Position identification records
## Start

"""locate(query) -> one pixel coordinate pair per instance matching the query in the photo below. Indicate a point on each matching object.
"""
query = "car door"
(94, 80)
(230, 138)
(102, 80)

## End

## Task goal
Reproduce every line of the material above without any change.

## Output
"""locate(query) -> one pixel coordinate pair per instance matching the query in the photo below. Indicate a point on each matching object.
"""
query = "car door"
(94, 80)
(230, 138)
(102, 80)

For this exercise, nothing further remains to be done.